REQUIREMENT:
Go through the entries below and print, exactly, the lines starting at the one with "[locate] dense treeline" and ending at the one with "[locate] yellow leaf", keeping both ends and no others.
═══ WORKING DATA
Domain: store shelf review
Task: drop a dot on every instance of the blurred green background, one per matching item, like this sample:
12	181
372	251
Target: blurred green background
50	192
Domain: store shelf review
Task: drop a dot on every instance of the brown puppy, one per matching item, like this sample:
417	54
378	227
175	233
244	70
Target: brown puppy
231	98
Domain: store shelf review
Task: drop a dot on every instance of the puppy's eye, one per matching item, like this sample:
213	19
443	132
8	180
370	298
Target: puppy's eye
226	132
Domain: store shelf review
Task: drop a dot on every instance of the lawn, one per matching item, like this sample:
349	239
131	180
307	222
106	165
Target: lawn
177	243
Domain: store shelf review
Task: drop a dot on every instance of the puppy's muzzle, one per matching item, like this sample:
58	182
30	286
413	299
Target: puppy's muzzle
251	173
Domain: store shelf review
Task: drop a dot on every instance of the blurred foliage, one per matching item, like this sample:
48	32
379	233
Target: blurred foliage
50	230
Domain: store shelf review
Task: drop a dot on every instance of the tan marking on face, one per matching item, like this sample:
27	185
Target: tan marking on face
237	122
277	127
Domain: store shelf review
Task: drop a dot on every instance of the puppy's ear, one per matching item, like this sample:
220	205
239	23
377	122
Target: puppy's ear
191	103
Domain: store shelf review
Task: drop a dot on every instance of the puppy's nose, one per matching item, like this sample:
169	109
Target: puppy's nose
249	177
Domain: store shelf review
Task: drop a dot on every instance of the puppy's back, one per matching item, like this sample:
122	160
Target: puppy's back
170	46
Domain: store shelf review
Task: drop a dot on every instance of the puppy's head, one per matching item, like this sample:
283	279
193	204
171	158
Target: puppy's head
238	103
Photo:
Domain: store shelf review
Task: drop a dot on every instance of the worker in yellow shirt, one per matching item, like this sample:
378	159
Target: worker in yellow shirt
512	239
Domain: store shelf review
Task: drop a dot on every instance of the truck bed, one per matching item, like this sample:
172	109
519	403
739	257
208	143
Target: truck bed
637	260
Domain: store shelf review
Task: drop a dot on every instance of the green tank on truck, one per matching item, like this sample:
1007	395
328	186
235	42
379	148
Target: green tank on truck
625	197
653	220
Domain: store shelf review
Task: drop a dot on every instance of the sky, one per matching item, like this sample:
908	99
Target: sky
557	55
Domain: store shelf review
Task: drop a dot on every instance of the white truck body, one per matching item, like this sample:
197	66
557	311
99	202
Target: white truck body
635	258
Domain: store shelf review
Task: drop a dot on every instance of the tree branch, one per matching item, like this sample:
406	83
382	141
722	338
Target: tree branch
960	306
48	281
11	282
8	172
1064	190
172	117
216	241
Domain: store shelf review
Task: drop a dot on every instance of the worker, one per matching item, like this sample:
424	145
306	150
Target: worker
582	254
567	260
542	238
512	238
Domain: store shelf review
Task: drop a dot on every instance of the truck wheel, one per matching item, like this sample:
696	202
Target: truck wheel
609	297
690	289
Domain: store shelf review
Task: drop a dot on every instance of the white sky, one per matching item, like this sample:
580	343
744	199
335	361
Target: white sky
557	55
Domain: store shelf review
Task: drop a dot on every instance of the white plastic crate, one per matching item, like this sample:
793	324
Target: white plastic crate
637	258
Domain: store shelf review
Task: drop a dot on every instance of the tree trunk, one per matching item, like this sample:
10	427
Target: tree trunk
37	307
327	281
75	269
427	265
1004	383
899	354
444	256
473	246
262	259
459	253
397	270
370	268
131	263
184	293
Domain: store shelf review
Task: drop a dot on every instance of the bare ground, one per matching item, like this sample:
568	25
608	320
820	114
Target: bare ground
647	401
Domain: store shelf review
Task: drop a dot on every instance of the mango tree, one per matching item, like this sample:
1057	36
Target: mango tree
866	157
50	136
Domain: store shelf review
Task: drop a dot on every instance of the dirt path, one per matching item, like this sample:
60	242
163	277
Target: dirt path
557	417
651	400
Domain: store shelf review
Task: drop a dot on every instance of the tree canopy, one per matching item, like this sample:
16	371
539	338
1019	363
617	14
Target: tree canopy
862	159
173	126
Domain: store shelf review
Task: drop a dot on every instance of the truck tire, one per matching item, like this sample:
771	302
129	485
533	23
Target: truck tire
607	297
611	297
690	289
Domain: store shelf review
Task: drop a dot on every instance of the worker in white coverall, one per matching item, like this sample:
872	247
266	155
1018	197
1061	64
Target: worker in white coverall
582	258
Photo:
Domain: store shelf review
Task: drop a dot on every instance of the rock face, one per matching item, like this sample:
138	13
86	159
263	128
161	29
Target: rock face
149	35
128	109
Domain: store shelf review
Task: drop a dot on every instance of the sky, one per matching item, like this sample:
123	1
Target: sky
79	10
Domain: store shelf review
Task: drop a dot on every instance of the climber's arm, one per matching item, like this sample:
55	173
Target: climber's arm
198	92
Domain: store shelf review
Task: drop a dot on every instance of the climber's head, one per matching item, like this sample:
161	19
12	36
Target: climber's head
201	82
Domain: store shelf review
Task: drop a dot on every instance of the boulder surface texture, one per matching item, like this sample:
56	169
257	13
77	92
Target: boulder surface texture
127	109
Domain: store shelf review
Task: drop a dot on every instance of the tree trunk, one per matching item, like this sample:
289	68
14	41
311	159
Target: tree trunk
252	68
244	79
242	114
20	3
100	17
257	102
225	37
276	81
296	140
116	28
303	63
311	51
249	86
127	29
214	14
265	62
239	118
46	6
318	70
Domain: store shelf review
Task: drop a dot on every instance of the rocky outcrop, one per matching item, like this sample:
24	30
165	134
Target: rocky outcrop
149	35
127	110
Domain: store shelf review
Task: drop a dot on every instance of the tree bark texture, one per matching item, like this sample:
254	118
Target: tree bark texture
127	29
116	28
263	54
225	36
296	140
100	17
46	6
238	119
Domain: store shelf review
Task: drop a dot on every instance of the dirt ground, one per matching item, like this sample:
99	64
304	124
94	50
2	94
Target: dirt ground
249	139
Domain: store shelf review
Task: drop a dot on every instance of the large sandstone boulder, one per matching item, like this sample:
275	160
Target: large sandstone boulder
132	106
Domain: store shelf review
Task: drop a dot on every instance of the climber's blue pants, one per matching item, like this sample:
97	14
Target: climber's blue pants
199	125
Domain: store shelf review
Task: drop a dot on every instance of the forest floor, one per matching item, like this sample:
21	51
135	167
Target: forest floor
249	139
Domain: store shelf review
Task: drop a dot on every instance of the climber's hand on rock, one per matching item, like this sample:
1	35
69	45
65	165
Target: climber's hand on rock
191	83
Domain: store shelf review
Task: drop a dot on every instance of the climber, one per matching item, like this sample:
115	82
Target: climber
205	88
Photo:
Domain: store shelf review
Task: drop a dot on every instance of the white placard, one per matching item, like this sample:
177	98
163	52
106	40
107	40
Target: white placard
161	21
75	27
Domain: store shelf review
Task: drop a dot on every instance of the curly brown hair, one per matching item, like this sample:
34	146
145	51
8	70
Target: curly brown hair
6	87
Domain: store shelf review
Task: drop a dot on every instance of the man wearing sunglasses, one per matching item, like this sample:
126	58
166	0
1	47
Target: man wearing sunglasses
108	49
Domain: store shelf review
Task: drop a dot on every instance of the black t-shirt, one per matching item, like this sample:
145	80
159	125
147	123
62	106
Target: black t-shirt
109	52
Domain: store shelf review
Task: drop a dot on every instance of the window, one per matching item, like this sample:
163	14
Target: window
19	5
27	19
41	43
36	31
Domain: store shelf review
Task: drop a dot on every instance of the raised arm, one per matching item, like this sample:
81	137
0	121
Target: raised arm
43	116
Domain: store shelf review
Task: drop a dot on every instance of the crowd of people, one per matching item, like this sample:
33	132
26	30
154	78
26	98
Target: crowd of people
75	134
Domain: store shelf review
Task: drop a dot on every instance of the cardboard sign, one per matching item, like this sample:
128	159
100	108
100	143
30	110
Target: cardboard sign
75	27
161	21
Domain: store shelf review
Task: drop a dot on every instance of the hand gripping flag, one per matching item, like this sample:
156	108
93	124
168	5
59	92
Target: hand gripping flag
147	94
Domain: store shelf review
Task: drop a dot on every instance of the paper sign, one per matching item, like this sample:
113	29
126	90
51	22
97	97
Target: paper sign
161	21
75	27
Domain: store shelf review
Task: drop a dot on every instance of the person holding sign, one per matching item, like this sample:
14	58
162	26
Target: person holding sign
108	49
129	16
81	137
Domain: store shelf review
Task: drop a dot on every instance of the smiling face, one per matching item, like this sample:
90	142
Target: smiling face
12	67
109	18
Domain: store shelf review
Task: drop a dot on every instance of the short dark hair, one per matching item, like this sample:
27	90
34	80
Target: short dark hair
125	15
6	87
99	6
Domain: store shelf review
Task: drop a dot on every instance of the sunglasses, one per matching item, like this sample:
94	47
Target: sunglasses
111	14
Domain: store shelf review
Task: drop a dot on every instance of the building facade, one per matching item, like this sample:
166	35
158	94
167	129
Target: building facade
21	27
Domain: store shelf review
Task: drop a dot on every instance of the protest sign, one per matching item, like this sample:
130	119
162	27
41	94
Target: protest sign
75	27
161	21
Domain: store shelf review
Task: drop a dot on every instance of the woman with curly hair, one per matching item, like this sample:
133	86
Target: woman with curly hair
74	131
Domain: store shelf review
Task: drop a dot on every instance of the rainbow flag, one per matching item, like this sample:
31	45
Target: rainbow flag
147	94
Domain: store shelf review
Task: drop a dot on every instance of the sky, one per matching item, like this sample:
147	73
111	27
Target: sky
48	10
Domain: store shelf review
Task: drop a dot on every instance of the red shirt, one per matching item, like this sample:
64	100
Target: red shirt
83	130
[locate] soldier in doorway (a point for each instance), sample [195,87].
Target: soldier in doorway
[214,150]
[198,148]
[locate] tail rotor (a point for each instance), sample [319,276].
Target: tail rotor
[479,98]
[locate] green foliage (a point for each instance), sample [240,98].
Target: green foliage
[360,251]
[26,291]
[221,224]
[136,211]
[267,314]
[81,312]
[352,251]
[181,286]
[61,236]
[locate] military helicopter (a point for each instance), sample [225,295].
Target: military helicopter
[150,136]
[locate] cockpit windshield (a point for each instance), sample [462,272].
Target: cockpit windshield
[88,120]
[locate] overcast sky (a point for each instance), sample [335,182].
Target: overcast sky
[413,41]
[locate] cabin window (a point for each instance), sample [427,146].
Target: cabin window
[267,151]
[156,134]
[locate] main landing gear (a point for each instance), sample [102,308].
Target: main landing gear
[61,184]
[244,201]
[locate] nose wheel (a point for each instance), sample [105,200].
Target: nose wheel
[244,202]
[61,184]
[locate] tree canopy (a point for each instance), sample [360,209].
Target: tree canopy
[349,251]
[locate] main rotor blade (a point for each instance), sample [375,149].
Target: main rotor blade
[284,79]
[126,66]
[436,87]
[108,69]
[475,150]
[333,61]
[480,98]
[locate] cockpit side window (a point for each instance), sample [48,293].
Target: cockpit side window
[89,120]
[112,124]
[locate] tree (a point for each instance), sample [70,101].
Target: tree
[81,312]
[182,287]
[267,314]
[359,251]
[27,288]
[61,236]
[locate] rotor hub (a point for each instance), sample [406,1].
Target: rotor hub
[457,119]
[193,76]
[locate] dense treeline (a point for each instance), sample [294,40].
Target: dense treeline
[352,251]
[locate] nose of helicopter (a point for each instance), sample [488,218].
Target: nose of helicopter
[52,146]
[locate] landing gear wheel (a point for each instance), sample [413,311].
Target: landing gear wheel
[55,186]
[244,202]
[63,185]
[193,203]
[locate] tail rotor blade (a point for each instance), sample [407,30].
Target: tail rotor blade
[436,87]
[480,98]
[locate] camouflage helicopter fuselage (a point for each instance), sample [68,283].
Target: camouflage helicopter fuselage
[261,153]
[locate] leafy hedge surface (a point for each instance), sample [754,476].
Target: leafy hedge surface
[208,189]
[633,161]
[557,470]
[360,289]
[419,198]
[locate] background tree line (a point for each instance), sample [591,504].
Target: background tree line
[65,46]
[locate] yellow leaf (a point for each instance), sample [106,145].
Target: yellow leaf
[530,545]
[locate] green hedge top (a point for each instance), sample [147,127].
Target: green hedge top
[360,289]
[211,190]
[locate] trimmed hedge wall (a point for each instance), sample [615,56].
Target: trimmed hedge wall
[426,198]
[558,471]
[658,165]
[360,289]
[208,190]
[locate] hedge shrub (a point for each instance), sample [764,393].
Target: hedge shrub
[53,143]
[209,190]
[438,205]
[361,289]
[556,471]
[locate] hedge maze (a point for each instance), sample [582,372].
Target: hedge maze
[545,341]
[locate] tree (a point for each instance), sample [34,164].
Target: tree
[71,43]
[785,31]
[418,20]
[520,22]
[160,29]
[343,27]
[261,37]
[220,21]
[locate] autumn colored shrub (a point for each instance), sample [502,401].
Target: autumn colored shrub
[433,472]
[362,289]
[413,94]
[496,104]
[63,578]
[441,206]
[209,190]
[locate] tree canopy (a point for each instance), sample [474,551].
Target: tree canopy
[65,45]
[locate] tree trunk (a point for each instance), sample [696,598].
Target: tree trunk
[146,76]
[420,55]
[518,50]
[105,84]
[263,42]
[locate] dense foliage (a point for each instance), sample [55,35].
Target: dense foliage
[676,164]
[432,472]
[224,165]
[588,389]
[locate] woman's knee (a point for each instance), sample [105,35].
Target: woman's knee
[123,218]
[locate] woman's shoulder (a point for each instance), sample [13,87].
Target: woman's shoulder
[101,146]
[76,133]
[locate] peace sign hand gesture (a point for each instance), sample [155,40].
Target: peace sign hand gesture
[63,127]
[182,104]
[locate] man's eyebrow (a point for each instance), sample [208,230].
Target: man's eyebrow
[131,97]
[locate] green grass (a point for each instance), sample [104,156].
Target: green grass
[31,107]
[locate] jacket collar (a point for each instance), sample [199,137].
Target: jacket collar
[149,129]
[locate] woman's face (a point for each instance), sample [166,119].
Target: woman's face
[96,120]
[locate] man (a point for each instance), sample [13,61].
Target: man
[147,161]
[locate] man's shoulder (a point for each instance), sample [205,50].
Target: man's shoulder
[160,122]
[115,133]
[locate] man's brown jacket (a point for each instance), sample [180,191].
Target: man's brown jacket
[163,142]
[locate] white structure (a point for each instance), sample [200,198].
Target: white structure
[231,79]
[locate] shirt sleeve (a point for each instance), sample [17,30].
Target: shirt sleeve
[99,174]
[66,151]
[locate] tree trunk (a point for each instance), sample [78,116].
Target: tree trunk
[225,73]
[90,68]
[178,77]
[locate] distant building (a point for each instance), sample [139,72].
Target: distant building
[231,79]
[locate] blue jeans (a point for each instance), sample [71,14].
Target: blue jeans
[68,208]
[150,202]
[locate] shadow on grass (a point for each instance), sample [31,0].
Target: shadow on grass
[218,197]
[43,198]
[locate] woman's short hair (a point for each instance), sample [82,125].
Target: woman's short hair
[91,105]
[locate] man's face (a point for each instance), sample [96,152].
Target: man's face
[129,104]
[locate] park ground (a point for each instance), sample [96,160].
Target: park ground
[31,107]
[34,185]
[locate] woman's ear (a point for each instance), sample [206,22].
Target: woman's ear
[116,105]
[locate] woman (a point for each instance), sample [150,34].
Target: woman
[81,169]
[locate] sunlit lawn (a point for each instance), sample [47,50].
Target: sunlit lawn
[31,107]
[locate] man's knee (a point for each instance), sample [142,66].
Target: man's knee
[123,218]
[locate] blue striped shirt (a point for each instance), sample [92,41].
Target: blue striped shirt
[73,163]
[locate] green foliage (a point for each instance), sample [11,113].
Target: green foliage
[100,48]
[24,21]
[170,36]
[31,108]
══════
SOLUTION TO THIS EXERCISE:
[locate] dense treeline (a point for each instance), sample [294,40].
Target: dense treeline
[352,251]
[locate] nose of helicopter (a point for each instance), sample [488,218].
Target: nose of helicopter
[52,146]
[locate] landing gear wheel (a point for each instance), sample [413,311].
Target: landing gear wheel
[55,186]
[244,202]
[63,185]
[193,203]
[locate] tail rotor blade (a point for each instance), sample [407,30].
Target: tail rotor blade
[436,87]
[480,98]
[locate] camouflage helicopter fuselage (a point for each instance), sample [68,283].
Target: camouflage helicopter fuselage
[261,153]
[locate] leafy hedge surface (a point for each instance), sample [754,476].
Target: leafy hedge surface
[208,189]
[633,161]
[557,470]
[360,289]
[419,198]
[locate] background tree line (a point for each instance), sample [591,504].
Target: background tree line
[65,46]
[locate] yellow leaf (a point for each instance), sample [106,145].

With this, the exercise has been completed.